● **Directions**: List every module that the Python code in the OSM data-cleaning excerpt below imports.

● **Reading passage**:
## START
Before storing the city name, street name and postal code attributes, the text for each attribute is cleaned. For city and street names, the attribute text is looked up in the corresponding 'mapping' dictionary that was created in the investigation phase above. If the 'mapping' dictionary has key matching the attribute text, the corresponding value pair is substituted to clean the data. For postal codes, the most common error is corrected using a regular expression.

The code to clean the osm file and output a json file is below.

In [None]:
#!/usr/bin/env python
# -*- coding: utf-8 -*-
import xml.etree.cElementTree as ET
import pprint
import re
import codecs
import json


problemchars = re.compile(r'[=\+/&<>;\'"\?%#$@\,\. \t\r\n]')
addr = re.compile(r'(?:addr:).*')

#expected postal code pattern A1A 1A1
post_code_re = re.compile(r'^[A-Z][0-9][A-Z] [0-9][A-Z][0-9]$') 

#most common incorrect postal code pattern A1A1A1
post_code_re2 = re.compile(r'^[A-Z][0-9][A-Z][0-9][A-Z][0-9]$')

CREATED = [ "version", "changeset", "timestamp", "user", "uid"]

street_mapping = {     "St": "Street",
                "St.": "Street",
                "Ave": "Avenue",
                "Ave." : "Avenue",
                "Rd.": "Road",
                "Rd" : "Road",
                "W." : "West",
                "E." : "East",
                "N." : "North",
                "S." : "South",
                "W" : "West",
                "E" : "East",
                "N" : "North",
                "S" : "South",
                "Unionville" : "",
                "Tottenham" : "",
                "Hrbr" : "Harbour",
                "Dr" : "Drive",
                "EHS" : "",
                "Cresent" : "Crescent",
                "By-pass" : "Bypass",
                "Blvd" : "Boulevard",
                "Blvd." : "Boulevard",
                "Alliston" : "",
                "Adjala" : "",
                "Beeton" : "",
                 "By-pass" : "Bypass"
## END
● **Given records**:
## START
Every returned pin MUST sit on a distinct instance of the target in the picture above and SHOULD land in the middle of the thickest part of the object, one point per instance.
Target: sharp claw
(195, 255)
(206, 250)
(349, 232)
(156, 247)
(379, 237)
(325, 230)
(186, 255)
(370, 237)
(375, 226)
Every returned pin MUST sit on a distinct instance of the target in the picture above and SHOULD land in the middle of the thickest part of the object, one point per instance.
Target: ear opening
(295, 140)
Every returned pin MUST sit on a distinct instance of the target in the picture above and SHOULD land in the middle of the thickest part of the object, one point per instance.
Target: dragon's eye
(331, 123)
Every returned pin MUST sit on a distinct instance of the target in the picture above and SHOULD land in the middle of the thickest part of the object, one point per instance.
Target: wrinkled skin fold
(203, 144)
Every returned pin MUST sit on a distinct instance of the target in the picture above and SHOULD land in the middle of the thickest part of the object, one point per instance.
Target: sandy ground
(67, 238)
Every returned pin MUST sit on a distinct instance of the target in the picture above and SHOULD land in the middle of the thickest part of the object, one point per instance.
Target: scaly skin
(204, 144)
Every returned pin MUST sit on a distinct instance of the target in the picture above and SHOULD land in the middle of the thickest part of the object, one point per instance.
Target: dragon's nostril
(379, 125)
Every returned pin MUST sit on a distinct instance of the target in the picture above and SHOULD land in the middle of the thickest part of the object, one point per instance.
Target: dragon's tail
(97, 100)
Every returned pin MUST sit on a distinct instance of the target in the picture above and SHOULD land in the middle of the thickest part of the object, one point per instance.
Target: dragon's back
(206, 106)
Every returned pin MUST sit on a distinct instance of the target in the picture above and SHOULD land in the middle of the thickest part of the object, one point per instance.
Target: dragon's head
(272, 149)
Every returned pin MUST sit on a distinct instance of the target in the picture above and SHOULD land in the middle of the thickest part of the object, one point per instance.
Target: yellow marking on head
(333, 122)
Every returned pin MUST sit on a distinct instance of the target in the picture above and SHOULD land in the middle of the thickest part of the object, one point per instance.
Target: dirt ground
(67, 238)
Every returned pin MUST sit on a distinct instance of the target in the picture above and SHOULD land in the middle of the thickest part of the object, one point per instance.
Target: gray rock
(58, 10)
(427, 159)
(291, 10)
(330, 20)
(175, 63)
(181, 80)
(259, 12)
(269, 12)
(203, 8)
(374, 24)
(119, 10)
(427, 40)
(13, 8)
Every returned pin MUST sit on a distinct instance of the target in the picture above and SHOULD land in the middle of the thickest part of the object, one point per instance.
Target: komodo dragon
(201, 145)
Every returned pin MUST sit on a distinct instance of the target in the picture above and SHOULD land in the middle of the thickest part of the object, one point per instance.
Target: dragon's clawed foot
## END
● **The answer**: xml.etree.cElementTree (imported as ET), pprint, re, codecs, json